THE PROBLEM:
Rewrite the items below with every "even-odd" changed to "nonzero", leaving all other text unchanged.
————————
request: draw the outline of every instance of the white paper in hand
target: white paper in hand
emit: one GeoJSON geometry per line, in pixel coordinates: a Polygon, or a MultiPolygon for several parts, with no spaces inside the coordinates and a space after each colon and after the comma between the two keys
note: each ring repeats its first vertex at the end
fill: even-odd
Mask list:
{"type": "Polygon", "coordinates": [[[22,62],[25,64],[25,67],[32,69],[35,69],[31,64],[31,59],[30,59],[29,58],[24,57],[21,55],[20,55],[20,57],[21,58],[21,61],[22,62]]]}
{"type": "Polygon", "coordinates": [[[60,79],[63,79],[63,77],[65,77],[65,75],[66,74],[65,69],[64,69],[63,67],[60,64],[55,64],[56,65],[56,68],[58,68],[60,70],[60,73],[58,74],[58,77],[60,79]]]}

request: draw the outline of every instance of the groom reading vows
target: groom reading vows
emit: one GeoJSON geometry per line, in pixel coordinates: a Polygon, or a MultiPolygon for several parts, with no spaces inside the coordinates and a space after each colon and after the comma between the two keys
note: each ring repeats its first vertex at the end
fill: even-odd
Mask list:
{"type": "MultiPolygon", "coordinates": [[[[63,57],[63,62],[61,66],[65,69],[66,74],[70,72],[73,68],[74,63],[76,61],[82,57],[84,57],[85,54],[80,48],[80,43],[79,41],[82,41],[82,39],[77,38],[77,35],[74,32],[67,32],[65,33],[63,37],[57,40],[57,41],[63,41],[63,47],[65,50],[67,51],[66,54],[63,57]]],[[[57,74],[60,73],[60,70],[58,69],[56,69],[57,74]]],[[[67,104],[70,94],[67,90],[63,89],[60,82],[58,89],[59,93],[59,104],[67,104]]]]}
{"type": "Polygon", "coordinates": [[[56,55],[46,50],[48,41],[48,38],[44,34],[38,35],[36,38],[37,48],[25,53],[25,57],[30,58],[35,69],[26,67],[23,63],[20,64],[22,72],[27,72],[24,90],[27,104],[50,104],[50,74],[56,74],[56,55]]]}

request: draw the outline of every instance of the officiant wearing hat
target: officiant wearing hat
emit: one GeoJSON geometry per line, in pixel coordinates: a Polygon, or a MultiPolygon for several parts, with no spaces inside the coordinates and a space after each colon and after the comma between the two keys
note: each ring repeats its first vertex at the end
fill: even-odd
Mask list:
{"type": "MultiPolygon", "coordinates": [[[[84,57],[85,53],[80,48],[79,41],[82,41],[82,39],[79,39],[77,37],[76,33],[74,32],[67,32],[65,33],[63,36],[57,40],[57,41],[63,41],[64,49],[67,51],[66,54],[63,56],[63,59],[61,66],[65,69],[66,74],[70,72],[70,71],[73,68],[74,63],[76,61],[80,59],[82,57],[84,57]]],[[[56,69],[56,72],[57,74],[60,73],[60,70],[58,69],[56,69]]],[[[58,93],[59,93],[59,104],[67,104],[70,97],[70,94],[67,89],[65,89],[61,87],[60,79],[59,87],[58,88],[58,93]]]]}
————————
OUTPUT OF THE EXERCISE:
request: draw the outline of every instance of the white paper in hand
target: white paper in hand
emit: one GeoJSON geometry per line, in pixel coordinates: a Polygon, or a MultiPolygon for several parts, with no spaces inside the coordinates and a space after each colon and after the comma between the two keys
note: each ring repeats its first vertex at the end
fill: nonzero
Mask list:
{"type": "Polygon", "coordinates": [[[22,62],[25,64],[25,67],[32,69],[35,69],[31,64],[31,59],[30,59],[29,58],[24,57],[21,55],[20,55],[20,57],[21,58],[21,61],[22,62]]]}
{"type": "Polygon", "coordinates": [[[60,79],[63,79],[63,77],[65,77],[65,75],[66,74],[65,69],[64,69],[63,67],[60,64],[55,64],[56,65],[56,68],[58,68],[60,70],[60,73],[58,74],[58,77],[60,79]]]}

request: draw the outline of every instance of the groom reading vows
target: groom reading vows
emit: one GeoJSON geometry per line, in pixel coordinates: a Polygon, or a MultiPolygon for several parts, with no spaces inside the coordinates and a space after each colon and after the comma between the two keys
note: each ring repeats its first vertex at the end
fill: nonzero
Mask list:
{"type": "MultiPolygon", "coordinates": [[[[63,57],[63,62],[61,66],[65,69],[66,74],[70,72],[73,68],[74,63],[76,61],[82,57],[84,57],[85,54],[80,48],[80,43],[79,41],[82,41],[82,39],[77,38],[77,35],[74,32],[67,32],[65,33],[63,37],[57,40],[57,41],[63,41],[63,47],[65,50],[67,51],[66,54],[63,57]]],[[[57,74],[60,73],[60,70],[58,69],[56,69],[57,74]]],[[[67,104],[70,94],[67,90],[63,89],[60,82],[58,89],[59,93],[59,104],[67,104]]]]}
{"type": "Polygon", "coordinates": [[[56,55],[46,50],[48,41],[48,38],[44,34],[38,35],[36,38],[37,48],[25,53],[25,57],[30,58],[35,69],[26,67],[23,63],[20,64],[22,72],[27,72],[24,90],[27,104],[50,104],[50,74],[56,74],[56,55]]]}

request: draw the outline of every instance of the officiant wearing hat
target: officiant wearing hat
emit: one GeoJSON geometry per line, in pixel coordinates: a Polygon, or a MultiPolygon for several parts, with no spaces inside the coordinates and a space after each colon and after the comma between the two keys
note: each ring repeats its first vertex at the end
fill: nonzero
Mask list:
{"type": "MultiPolygon", "coordinates": [[[[84,57],[85,53],[80,48],[79,41],[82,41],[82,39],[79,39],[77,37],[76,33],[74,32],[67,32],[65,33],[63,36],[57,40],[57,41],[63,41],[64,49],[67,51],[66,54],[63,56],[63,59],[61,66],[65,69],[66,74],[70,72],[70,71],[73,68],[74,63],[76,61],[80,59],[82,57],[84,57]]],[[[56,69],[56,72],[57,74],[60,73],[60,70],[58,69],[56,69]]],[[[58,93],[59,93],[59,104],[67,104],[70,97],[70,94],[67,89],[65,89],[61,87],[60,79],[59,87],[58,88],[58,93]]]]}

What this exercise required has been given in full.